#### [DATA LISTING]
***
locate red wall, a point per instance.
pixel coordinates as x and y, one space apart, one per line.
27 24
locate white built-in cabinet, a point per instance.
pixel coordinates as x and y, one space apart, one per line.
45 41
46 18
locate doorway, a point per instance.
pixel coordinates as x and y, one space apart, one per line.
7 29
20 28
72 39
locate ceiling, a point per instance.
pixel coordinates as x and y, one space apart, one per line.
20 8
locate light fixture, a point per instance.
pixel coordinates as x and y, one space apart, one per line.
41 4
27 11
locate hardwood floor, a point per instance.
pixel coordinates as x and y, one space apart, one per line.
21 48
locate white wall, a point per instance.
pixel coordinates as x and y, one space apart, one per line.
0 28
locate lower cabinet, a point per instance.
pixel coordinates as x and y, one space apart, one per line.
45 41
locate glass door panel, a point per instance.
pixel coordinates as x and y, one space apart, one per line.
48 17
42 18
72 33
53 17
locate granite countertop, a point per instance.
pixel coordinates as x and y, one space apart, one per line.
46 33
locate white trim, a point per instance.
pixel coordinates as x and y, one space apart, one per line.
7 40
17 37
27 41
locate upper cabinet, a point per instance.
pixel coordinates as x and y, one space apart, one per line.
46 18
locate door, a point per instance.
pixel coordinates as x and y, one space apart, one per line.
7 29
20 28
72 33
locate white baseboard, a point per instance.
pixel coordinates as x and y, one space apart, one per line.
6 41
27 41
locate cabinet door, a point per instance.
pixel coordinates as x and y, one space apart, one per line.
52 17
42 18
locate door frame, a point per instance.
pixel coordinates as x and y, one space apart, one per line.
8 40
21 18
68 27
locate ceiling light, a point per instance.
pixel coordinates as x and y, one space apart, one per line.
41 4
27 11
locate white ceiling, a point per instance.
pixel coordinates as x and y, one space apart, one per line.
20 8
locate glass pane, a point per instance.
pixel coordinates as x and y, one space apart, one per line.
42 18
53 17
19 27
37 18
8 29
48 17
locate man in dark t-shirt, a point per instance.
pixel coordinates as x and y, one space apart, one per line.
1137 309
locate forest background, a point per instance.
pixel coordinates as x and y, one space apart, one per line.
***
#### [WHAT IS BEING ASKED]
In the listing above, find the line with "locate white baseboard, a point per instance." and the line with "locate ceiling light, a point per instance.", then print exactly those two lines and every line between them, and nothing more.

#### [OUTPUT OF THE EXERCISE]
locate white baseboard, a point per instance.
pixel coordinates as x and y, one space apart, one per line.
6 41
27 41
locate cabinet door, a point per instance.
pixel coordinates as x and y, one space apart, one per line.
52 17
42 18
locate door frame, a point per instance.
pixel coordinates as x and y, one space apart, one per line.
8 40
21 18
68 27
locate ceiling light, a point per instance.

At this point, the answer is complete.